(Position annotation records)
— BEGIN —

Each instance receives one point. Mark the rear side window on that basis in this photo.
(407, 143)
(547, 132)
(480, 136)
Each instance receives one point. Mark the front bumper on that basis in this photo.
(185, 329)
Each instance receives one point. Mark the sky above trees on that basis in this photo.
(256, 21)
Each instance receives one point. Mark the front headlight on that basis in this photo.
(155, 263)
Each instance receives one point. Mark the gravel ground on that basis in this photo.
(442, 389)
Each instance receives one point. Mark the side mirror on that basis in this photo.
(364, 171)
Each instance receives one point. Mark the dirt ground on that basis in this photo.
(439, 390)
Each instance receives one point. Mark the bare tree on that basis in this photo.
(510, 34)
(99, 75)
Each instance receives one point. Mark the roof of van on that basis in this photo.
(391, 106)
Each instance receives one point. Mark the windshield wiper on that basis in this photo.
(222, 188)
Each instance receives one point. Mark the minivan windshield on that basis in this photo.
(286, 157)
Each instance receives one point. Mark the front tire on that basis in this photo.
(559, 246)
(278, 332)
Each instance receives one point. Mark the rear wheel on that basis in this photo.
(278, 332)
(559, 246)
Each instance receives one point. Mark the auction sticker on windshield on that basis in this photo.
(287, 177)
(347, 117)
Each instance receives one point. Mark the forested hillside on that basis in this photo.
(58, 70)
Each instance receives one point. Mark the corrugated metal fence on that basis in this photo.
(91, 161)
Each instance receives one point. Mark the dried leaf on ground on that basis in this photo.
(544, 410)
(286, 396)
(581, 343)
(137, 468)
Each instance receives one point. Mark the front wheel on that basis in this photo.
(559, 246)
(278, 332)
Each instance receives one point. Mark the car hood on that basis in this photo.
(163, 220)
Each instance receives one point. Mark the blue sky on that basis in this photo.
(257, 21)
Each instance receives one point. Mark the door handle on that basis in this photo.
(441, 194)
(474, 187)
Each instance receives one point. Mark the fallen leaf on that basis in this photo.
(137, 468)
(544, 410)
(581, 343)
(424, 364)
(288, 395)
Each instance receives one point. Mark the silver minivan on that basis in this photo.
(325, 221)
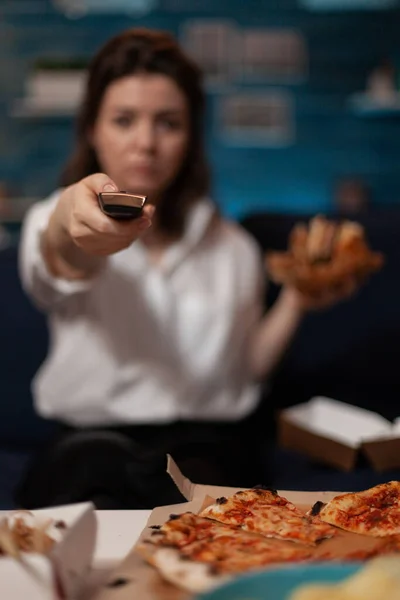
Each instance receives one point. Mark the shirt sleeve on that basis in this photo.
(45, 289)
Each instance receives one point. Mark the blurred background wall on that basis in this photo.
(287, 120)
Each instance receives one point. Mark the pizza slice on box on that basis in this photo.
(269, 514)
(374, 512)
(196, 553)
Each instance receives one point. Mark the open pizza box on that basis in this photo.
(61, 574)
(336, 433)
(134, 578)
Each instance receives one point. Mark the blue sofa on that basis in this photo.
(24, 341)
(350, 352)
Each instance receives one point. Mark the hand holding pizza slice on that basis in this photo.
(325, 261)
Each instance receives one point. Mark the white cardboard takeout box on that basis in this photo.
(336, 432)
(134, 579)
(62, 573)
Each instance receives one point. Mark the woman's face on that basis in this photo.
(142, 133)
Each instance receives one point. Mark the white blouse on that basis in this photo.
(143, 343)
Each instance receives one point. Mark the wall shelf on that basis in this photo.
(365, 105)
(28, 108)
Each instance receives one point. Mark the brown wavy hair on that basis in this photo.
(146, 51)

— END —

**What is expected**.
Your task is to repeat the material above exactly, without its pictures.

**Problem solution**.
Each instance receives one point. Mark the rear side window on that basis in this photo.
(407, 143)
(547, 132)
(480, 136)
Each instance receives one point. Mark the front bumper on that basis in this photo.
(185, 329)
Each instance receives one point. Mark the sky above trees on that basis in this photo.
(256, 21)
Each instance receives one point. Mark the front headlight on that basis in this photo.
(155, 263)
Each instance receives one point. Mark the gravel ground on that basis in this photo.
(442, 389)
Each instance receives one point. Mark the side mirror on that basis in this photo.
(364, 171)
Each instance receives one point. Mark the dirt ground on that basis in this photo.
(439, 390)
Each instance receives one point. Mark the bare tree on that basis in this photo.
(510, 34)
(99, 75)
Each instance receives one point. Mark the roof of van on that basis in this photo.
(391, 106)
Each instance receives one point. Mark the windshield wiper on that basis in this photo.
(222, 188)
Each instance receives one point. Mark the minivan windshield on that basis in this photo.
(286, 157)
Each instance receives one point. Mark the front tire on that basis in this photo.
(559, 246)
(278, 332)
Each instance receives one point. Mark the rear wheel on that basis in this photo.
(278, 332)
(559, 246)
Each instance receives one point. Mark the auction sticker on windshield on that basis in this photo.
(287, 177)
(347, 117)
Each instance receives one point. Mark the forested hillside on that basis in this photo.
(58, 70)
Each instance receives one point. Mark the corrugated metal fence on that basis in this photo.
(91, 161)
Each instance receives one point. Mark the dried leaf on ground on that basis in this photo.
(544, 410)
(286, 396)
(581, 343)
(137, 468)
Each instance receives one point. Mark the front wheel on that basis in this photo.
(559, 246)
(278, 332)
Each instance receives one point. Mark the car hood on that basis in this photo.
(163, 220)
Each instance receives one point. Mark the blue sky on that basis in this photo.
(257, 21)
Each instance receives one point. Mark the door handle on that basis in this photo.
(441, 194)
(474, 187)
Each instance receives one point. Mark the fallen leaf on that basis in this photo.
(137, 468)
(544, 410)
(581, 343)
(424, 364)
(288, 395)
Each instance receives one point. Mark the silver minivan on that basis in this photo.
(325, 221)
Each instance receives one point. Mark the shirt sleeve on that basis in this photo.
(45, 289)
Each instance receives one point. Mark the blurred background wall on that basis in this photo.
(287, 120)
Each instance receives one point. Mark the pizza slice on box on that basis in this photo.
(269, 514)
(374, 512)
(196, 553)
Each instance receives one point. Mark the open pizza box on that basis in this photo.
(61, 574)
(336, 433)
(134, 578)
Each instance receives one point. Mark the blue sofa on that basis in this photo.
(24, 341)
(350, 352)
Each instance receives one point. Mark the hand holding pizza slice on that basis in this photo.
(325, 261)
Each instance receives one point. Mark the white cardboard takeout box on that basis in this photo.
(336, 432)
(134, 579)
(62, 573)
Each instance receives one point. Mark the woman's face on that basis in this photo.
(142, 133)
Each instance receives one point. Mark the white blouse on that basis in this photo.
(143, 343)
Each instance receives one point. Mark the wall shelf on that basis in this photo.
(365, 105)
(28, 108)
Each instance receives one point. Mark the brown wavy hair on that basis in this photo.
(146, 51)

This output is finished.